§ **Article**:
=-=-=

Progressive Britain, formerly known as Progress, is a political organisation associated with the British Labour Party, founded in 1996 to support the New Labour leadership of Tony Blair. It is seen as being on the right of the party.

Progress merged with Policy Network in May 2021 to form Progressive Britain. Progressive Britain organises conferences and other events. It provides training and mentoring for likeminded candidates seeking selection as Labour MPs.

Aims 
Until 2014 Progress stated it was "the New Labour pressure group which aims to promote a radical and progressive politics for the 21st century." From late 2014 Progress stopped using the "New Labour" label and rebranded itself as "Labour's new mainstream, aim[ing] to promote a radical and progressive politics".

Its aims are:

History 
Progress was founded in 1996 by Paul Richards, Liam Byrne and Derek Draper, the former aide to Peter Mandelson, as an organisation to maintain a dialogue with Labour's new leadership under Tony Blair. It has organised many events and conferences, and hosted several important speeches by senior party figures. Its annual conference has become a staple of the political calendar with many cabinet ministers and other leading politicians attending.

In May 2014 Progress dropped using the "New Labour" label, introduced by Tony Blair, for the Labour party.

In February 2019, a group of MPs left the Labour Party and founded The Independent Group. All seven founding members of this group were members of Progress and regularly contributed to the work of the organisation.

=-=-=

§ **Dataset records**:

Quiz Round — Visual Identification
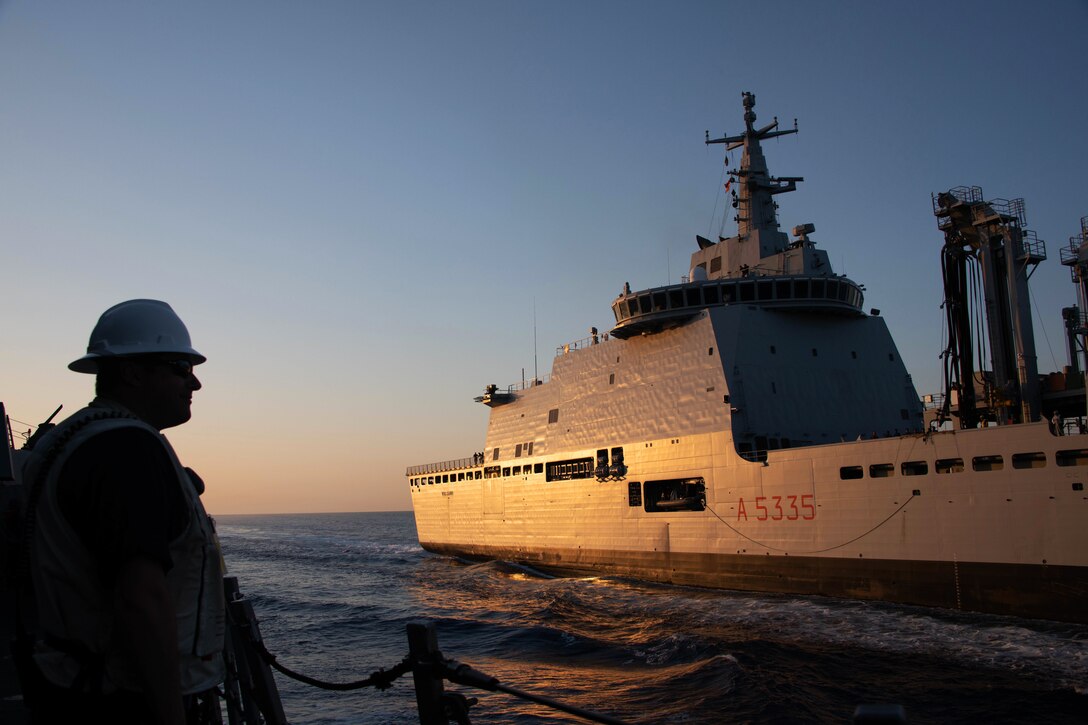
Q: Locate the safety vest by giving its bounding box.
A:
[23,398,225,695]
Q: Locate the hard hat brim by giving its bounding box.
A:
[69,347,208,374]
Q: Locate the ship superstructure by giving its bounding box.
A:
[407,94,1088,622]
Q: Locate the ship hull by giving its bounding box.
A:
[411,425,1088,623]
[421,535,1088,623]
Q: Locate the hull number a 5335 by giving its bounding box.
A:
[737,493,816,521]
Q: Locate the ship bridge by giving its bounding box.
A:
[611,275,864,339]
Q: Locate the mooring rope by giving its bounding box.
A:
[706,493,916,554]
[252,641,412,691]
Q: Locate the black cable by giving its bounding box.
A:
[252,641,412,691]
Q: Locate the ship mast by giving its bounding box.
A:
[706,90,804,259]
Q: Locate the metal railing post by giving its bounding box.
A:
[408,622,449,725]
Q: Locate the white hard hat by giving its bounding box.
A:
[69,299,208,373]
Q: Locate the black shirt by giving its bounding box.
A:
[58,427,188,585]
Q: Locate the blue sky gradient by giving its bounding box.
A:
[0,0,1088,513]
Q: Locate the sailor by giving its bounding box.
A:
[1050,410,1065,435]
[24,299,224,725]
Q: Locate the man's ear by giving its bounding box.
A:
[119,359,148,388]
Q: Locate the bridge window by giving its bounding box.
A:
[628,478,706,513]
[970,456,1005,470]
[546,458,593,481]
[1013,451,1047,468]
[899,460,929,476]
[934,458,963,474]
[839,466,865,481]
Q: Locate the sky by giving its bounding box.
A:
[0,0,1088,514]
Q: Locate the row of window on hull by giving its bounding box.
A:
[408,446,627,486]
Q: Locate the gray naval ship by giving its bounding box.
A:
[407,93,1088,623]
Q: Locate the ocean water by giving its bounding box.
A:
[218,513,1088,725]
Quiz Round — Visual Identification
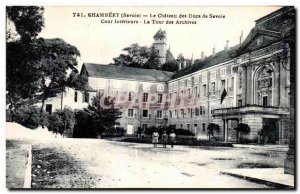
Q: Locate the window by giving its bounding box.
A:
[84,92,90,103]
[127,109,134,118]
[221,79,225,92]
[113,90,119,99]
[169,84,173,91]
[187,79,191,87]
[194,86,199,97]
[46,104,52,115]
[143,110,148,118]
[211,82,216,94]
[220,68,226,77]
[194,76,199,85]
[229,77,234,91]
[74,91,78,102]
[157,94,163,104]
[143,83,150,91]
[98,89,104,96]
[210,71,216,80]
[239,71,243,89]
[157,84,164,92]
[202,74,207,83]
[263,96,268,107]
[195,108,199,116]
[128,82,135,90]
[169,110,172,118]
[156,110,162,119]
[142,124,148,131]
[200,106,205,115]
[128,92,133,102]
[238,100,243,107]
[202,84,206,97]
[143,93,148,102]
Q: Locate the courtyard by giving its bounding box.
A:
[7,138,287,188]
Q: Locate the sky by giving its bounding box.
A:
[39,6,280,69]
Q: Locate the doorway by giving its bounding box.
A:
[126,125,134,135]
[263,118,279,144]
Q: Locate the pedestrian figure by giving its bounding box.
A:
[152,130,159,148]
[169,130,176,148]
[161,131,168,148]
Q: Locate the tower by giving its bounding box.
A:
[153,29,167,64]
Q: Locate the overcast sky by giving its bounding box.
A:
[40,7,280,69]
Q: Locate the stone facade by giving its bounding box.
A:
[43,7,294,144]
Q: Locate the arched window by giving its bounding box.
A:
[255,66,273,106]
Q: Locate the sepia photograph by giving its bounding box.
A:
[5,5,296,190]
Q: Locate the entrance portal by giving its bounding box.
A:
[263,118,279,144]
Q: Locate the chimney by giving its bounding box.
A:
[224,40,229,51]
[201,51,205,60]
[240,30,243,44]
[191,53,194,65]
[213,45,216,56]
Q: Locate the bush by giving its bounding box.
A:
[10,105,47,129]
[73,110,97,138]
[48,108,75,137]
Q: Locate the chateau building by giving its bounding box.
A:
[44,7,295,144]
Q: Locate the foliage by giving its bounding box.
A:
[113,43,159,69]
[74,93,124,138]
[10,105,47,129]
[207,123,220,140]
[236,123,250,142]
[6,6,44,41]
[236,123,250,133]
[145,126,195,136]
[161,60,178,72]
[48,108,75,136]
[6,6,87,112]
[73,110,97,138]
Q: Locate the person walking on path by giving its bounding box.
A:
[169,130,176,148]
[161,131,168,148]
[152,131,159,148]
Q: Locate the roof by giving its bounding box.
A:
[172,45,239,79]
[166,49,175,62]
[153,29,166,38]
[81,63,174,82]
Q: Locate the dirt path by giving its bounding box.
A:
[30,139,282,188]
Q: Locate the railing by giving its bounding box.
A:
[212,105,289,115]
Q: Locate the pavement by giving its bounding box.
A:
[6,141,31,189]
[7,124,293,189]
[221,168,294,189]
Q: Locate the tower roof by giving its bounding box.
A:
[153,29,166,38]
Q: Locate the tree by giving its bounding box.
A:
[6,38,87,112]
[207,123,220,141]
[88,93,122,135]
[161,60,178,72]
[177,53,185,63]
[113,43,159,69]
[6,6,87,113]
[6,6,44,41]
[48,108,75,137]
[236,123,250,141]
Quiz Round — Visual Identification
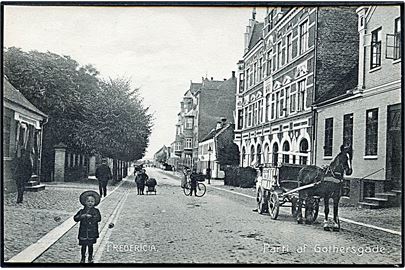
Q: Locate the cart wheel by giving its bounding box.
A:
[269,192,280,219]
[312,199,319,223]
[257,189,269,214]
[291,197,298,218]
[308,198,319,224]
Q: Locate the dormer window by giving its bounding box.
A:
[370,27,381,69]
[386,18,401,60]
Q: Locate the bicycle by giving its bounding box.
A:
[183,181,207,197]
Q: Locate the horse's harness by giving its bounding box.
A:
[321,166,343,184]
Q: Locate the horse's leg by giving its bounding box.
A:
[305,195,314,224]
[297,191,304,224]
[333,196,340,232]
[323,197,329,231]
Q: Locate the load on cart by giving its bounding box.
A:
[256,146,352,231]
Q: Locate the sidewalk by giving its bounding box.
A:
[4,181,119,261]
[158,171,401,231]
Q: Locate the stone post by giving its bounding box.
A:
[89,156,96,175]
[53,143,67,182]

=-=-=

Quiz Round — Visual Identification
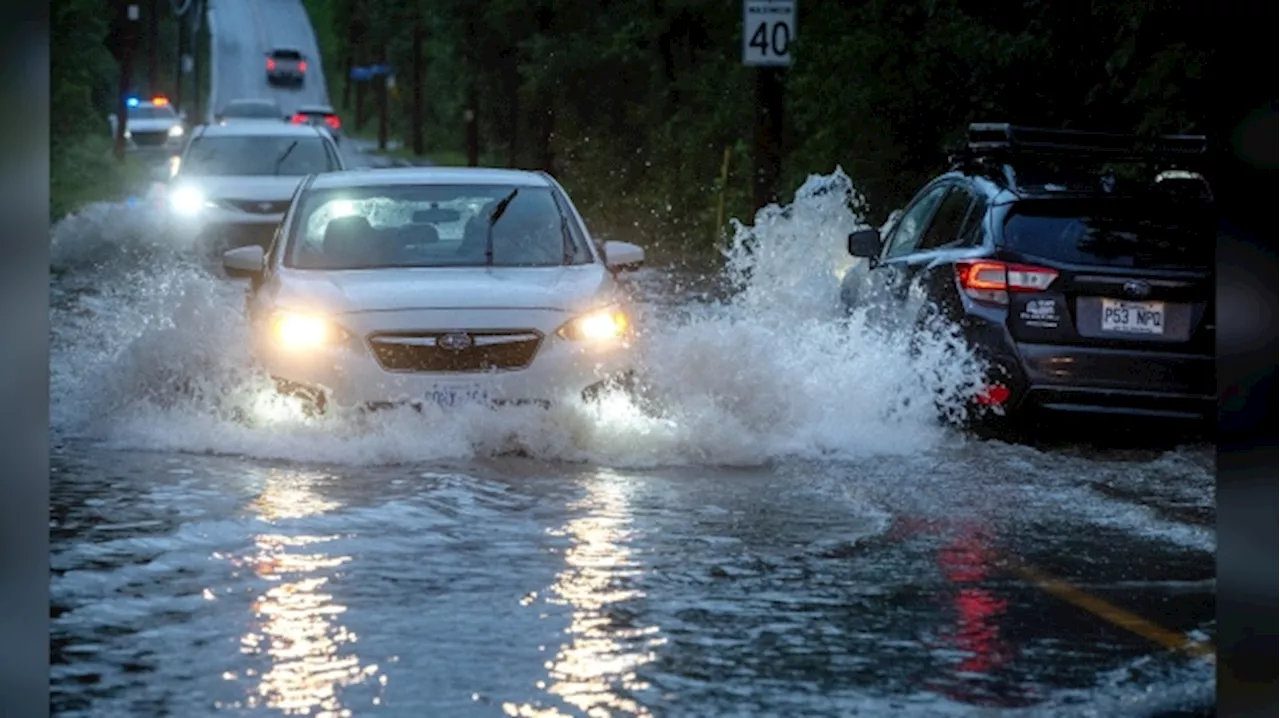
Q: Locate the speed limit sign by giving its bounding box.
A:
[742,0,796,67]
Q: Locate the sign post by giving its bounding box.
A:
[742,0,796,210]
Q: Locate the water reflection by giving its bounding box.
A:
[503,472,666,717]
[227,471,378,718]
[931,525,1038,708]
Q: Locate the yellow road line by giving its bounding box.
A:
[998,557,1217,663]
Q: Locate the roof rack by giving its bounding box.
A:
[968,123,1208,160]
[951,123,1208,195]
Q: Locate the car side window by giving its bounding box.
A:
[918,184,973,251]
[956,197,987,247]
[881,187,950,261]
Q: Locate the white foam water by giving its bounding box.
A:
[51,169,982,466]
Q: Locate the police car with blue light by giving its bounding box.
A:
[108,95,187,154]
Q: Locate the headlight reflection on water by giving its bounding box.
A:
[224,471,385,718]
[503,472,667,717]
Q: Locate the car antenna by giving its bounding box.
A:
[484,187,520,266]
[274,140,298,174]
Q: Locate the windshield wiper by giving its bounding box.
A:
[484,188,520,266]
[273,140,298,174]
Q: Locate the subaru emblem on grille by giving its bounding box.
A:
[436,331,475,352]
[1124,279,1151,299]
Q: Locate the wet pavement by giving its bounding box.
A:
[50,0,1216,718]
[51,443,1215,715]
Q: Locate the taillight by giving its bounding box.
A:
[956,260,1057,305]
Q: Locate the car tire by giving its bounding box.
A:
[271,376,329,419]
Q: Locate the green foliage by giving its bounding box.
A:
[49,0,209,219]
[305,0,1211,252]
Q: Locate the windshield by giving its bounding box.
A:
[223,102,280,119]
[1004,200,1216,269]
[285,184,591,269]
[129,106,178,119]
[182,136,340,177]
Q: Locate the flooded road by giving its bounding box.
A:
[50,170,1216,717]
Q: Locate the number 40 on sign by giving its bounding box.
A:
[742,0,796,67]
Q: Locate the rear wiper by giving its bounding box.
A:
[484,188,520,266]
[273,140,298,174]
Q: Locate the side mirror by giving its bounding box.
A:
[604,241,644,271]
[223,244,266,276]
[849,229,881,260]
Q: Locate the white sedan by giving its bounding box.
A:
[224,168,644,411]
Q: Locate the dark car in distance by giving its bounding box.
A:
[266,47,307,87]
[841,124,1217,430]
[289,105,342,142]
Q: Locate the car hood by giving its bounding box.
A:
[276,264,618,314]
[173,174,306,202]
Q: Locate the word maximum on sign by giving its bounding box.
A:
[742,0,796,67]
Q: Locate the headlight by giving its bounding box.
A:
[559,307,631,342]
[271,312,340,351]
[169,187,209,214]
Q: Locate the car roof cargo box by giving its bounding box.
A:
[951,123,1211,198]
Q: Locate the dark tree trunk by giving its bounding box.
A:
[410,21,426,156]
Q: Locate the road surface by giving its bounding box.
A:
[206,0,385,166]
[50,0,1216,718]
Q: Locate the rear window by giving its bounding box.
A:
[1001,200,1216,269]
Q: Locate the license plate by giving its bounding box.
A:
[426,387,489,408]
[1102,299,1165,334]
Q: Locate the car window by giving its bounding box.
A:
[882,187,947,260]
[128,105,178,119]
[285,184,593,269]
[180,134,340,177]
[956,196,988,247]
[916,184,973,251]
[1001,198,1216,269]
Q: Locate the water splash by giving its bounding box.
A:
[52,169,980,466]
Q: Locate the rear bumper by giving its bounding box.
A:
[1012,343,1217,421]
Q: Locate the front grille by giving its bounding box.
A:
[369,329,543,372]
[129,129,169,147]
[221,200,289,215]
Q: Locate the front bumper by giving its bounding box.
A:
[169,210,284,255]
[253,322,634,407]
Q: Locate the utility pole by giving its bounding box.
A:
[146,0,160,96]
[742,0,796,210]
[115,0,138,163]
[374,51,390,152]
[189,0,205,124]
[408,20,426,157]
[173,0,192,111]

=-=-=

§ **Tasks for this exercise**:
[1] Answer these questions from the Progressive Britain article:
(a) In what year was Progress founded?
(b) With which organisation did Progress merge in May 2021?
(c) How many founding members of The Independent Group were members of Progress?
[2] Retype the stretch of the Progressive Britain article from "In May 2014" through "of the organisation.".
The material stands apart from the Progressive Britain article.

§ **Written responses**:
[1]
(a) 1996
(b) Policy Network
(c) All seven

[2]
In May 2014 Progress dropped using the "New Labour" label, introduced by Tony Blair, for the Labour party.

In February 2019, a group of MPs left the Labour Party and founded The Independent Group. All seven founding members of this group were members of Progress and regularly contributed to the work of the organisation.